**TASK DESCRIPTION:**
Copy the data verbatim, from the line containing "Ground woman's arm in the image above." through the end of the data, including both of those lines.

(Annotated coordinate records)
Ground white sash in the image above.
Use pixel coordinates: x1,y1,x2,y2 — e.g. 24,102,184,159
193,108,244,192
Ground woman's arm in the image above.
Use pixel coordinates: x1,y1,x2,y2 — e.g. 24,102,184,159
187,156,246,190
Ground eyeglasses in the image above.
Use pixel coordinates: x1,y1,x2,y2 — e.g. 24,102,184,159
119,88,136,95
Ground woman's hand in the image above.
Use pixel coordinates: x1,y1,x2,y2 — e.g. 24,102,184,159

**THE RESPONSE:**
Ground woman's arm in the image above.
Use pixel coordinates: x1,y1,x2,y2 — e.g. 24,102,184,159
187,156,246,190
Ground eyeglasses in the image above.
Use pixel coordinates: x1,y1,x2,y2 — e.g. 24,102,184,159
119,88,136,95
Ground woman's hand in the image above.
Use pixel coordinates: x1,y1,x2,y2 — e.g. 24,102,184,159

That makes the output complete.